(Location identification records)
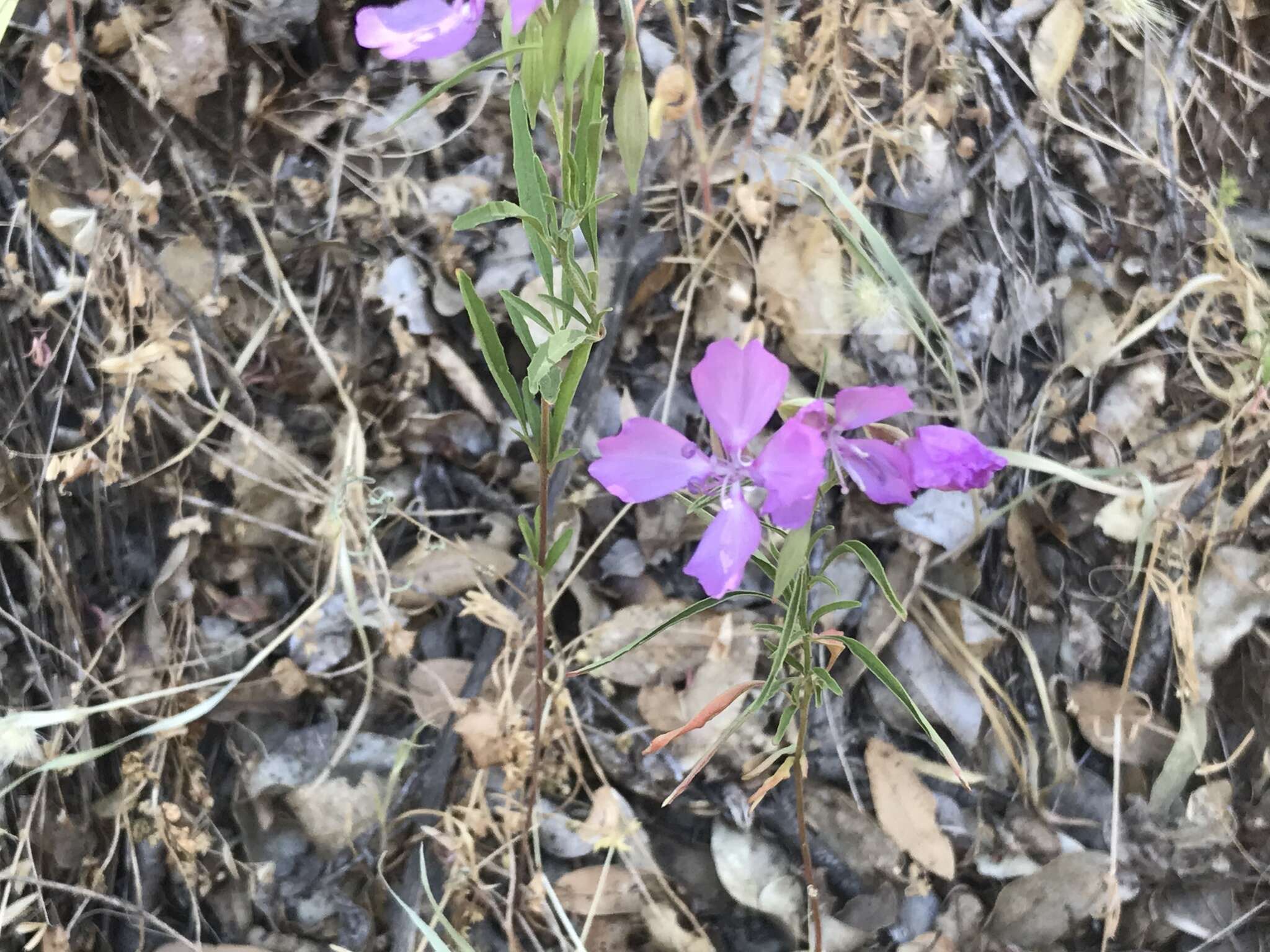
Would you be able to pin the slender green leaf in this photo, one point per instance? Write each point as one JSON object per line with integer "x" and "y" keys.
{"x": 832, "y": 607}
{"x": 488, "y": 213}
{"x": 534, "y": 198}
{"x": 563, "y": 343}
{"x": 491, "y": 347}
{"x": 567, "y": 306}
{"x": 705, "y": 604}
{"x": 526, "y": 311}
{"x": 454, "y": 81}
{"x": 516, "y": 314}
{"x": 827, "y": 681}
{"x": 558, "y": 549}
{"x": 784, "y": 724}
{"x": 882, "y": 673}
{"x": 527, "y": 534}
{"x": 873, "y": 566}
{"x": 564, "y": 398}
{"x": 793, "y": 559}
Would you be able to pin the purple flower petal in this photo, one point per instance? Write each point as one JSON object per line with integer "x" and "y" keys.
{"x": 648, "y": 460}
{"x": 855, "y": 407}
{"x": 882, "y": 470}
{"x": 521, "y": 13}
{"x": 738, "y": 390}
{"x": 726, "y": 547}
{"x": 791, "y": 469}
{"x": 419, "y": 30}
{"x": 948, "y": 459}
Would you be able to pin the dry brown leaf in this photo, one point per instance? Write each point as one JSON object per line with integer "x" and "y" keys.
{"x": 1054, "y": 46}
{"x": 730, "y": 658}
{"x": 758, "y": 874}
{"x": 711, "y": 710}
{"x": 659, "y": 707}
{"x": 334, "y": 813}
{"x": 487, "y": 735}
{"x": 906, "y": 809}
{"x": 667, "y": 935}
{"x": 609, "y": 892}
{"x": 1127, "y": 410}
{"x": 846, "y": 829}
{"x": 182, "y": 60}
{"x": 113, "y": 36}
{"x": 430, "y": 571}
{"x": 1023, "y": 544}
{"x": 37, "y": 120}
{"x": 801, "y": 276}
{"x": 1146, "y": 738}
{"x": 156, "y": 364}
{"x": 1041, "y": 909}
{"x": 670, "y": 655}
{"x": 61, "y": 73}
{"x": 465, "y": 381}
{"x": 435, "y": 687}
{"x": 1089, "y": 328}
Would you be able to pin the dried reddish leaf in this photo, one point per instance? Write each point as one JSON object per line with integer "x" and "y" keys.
{"x": 704, "y": 716}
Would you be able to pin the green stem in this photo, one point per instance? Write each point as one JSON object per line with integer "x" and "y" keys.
{"x": 540, "y": 622}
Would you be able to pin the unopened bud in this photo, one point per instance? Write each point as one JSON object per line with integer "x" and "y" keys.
{"x": 630, "y": 115}
{"x": 533, "y": 69}
{"x": 584, "y": 42}
{"x": 553, "y": 45}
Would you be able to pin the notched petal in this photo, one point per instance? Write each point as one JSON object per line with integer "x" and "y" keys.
{"x": 648, "y": 460}
{"x": 726, "y": 547}
{"x": 738, "y": 390}
{"x": 791, "y": 469}
{"x": 856, "y": 407}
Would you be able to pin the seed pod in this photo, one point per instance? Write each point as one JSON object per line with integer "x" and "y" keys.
{"x": 630, "y": 115}
{"x": 582, "y": 43}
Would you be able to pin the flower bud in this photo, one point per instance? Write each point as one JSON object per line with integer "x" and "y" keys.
{"x": 584, "y": 42}
{"x": 630, "y": 115}
{"x": 553, "y": 45}
{"x": 533, "y": 69}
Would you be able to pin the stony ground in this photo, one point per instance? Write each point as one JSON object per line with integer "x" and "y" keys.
{"x": 258, "y": 495}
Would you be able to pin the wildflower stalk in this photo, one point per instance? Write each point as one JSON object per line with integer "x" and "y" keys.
{"x": 540, "y": 622}
{"x": 801, "y": 799}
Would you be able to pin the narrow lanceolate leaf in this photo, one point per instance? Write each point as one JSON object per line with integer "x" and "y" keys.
{"x": 558, "y": 549}
{"x": 791, "y": 560}
{"x": 873, "y": 566}
{"x": 527, "y": 534}
{"x": 534, "y": 198}
{"x": 845, "y": 604}
{"x": 705, "y": 604}
{"x": 882, "y": 673}
{"x": 517, "y": 314}
{"x": 590, "y": 146}
{"x": 488, "y": 213}
{"x": 436, "y": 90}
{"x": 491, "y": 347}
{"x": 564, "y": 398}
{"x": 827, "y": 681}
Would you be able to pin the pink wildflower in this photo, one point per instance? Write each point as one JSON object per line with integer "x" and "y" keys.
{"x": 738, "y": 390}
{"x": 949, "y": 459}
{"x": 429, "y": 30}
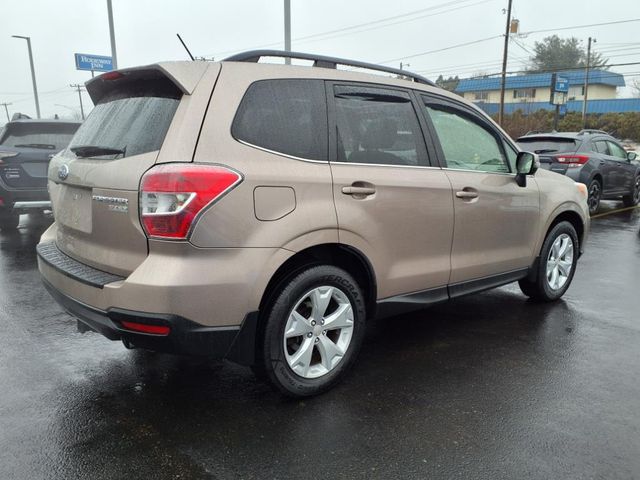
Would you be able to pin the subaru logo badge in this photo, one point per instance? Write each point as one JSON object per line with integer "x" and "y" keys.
{"x": 63, "y": 172}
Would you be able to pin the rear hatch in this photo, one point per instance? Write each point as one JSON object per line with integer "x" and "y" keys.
{"x": 94, "y": 183}
{"x": 549, "y": 149}
{"x": 27, "y": 147}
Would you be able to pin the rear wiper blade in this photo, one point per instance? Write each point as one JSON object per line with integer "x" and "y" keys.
{"x": 48, "y": 146}
{"x": 96, "y": 150}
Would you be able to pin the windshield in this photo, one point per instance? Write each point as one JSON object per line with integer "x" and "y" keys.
{"x": 126, "y": 123}
{"x": 548, "y": 145}
{"x": 39, "y": 135}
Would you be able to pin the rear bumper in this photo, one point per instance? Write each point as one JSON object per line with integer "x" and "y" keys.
{"x": 185, "y": 337}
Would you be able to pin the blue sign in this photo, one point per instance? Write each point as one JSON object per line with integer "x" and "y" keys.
{"x": 562, "y": 84}
{"x": 95, "y": 63}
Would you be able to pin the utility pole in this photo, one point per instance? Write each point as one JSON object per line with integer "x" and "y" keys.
{"x": 504, "y": 63}
{"x": 114, "y": 55}
{"x": 33, "y": 73}
{"x": 287, "y": 29}
{"x": 586, "y": 83}
{"x": 6, "y": 110}
{"x": 79, "y": 88}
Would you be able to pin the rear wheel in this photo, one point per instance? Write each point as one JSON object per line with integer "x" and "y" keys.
{"x": 9, "y": 220}
{"x": 557, "y": 265}
{"x": 595, "y": 194}
{"x": 633, "y": 198}
{"x": 313, "y": 331}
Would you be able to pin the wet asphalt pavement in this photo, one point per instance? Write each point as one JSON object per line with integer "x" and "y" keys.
{"x": 485, "y": 387}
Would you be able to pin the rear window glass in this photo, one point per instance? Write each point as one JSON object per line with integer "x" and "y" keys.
{"x": 286, "y": 116}
{"x": 38, "y": 135}
{"x": 551, "y": 145}
{"x": 132, "y": 120}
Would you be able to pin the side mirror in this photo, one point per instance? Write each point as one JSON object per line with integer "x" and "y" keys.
{"x": 527, "y": 163}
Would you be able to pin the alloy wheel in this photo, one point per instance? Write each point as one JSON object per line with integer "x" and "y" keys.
{"x": 318, "y": 331}
{"x": 560, "y": 262}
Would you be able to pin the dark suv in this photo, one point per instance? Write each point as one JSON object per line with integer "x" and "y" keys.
{"x": 592, "y": 157}
{"x": 26, "y": 147}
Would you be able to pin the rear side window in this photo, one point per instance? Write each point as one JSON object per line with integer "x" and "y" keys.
{"x": 548, "y": 145}
{"x": 601, "y": 147}
{"x": 377, "y": 126}
{"x": 133, "y": 119}
{"x": 617, "y": 151}
{"x": 47, "y": 136}
{"x": 286, "y": 116}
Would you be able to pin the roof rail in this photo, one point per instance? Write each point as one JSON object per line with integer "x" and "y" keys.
{"x": 591, "y": 130}
{"x": 325, "y": 62}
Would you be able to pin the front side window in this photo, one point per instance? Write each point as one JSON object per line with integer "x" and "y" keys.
{"x": 601, "y": 147}
{"x": 286, "y": 116}
{"x": 617, "y": 151}
{"x": 377, "y": 126}
{"x": 465, "y": 143}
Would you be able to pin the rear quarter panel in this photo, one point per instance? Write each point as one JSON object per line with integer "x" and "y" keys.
{"x": 559, "y": 194}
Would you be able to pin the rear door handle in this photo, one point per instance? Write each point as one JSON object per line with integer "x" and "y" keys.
{"x": 358, "y": 190}
{"x": 465, "y": 194}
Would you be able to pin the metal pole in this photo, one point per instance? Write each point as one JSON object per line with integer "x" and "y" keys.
{"x": 114, "y": 55}
{"x": 586, "y": 84}
{"x": 504, "y": 63}
{"x": 79, "y": 88}
{"x": 33, "y": 73}
{"x": 6, "y": 110}
{"x": 287, "y": 29}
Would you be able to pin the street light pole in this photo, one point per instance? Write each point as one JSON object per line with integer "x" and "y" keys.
{"x": 504, "y": 63}
{"x": 33, "y": 73}
{"x": 287, "y": 29}
{"x": 114, "y": 55}
{"x": 586, "y": 83}
{"x": 6, "y": 109}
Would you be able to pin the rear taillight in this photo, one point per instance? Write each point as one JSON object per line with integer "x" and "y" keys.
{"x": 146, "y": 328}
{"x": 572, "y": 160}
{"x": 172, "y": 196}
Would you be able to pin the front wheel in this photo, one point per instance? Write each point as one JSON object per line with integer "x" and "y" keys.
{"x": 313, "y": 331}
{"x": 633, "y": 198}
{"x": 557, "y": 265}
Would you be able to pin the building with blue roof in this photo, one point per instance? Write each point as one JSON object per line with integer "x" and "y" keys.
{"x": 536, "y": 87}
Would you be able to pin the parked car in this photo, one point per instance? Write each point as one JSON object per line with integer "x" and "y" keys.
{"x": 592, "y": 157}
{"x": 264, "y": 212}
{"x": 26, "y": 147}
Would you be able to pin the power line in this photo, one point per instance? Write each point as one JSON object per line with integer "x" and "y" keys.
{"x": 442, "y": 49}
{"x": 581, "y": 26}
{"x": 341, "y": 31}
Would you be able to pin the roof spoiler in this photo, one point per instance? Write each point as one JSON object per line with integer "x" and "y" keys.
{"x": 185, "y": 75}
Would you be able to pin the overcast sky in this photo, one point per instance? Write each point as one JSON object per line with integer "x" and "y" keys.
{"x": 391, "y": 31}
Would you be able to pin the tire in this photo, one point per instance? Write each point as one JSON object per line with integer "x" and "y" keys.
{"x": 315, "y": 360}
{"x": 595, "y": 195}
{"x": 633, "y": 199}
{"x": 553, "y": 275}
{"x": 9, "y": 220}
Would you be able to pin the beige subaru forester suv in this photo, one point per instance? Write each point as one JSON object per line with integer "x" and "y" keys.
{"x": 264, "y": 212}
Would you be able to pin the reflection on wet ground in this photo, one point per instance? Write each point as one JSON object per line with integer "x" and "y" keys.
{"x": 489, "y": 386}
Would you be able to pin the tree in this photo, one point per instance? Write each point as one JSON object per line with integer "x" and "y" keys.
{"x": 450, "y": 83}
{"x": 555, "y": 53}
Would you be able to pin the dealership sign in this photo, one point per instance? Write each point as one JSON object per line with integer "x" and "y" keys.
{"x": 94, "y": 63}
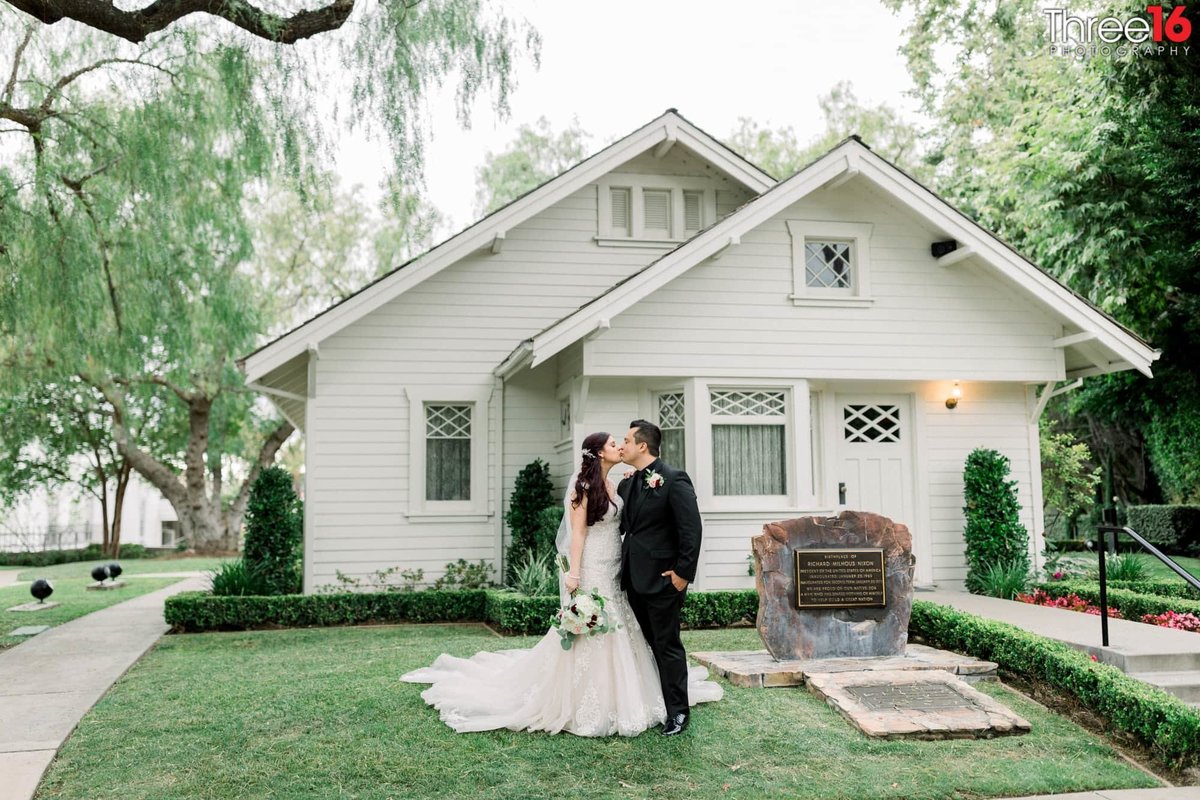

• _THE EXERCISE_:
Please count the lines in the records above that contain the string "wheel", treating uppercase and lowercase as different, and reply with only that number.

• _RESULT OF THE EXERCISE_:
3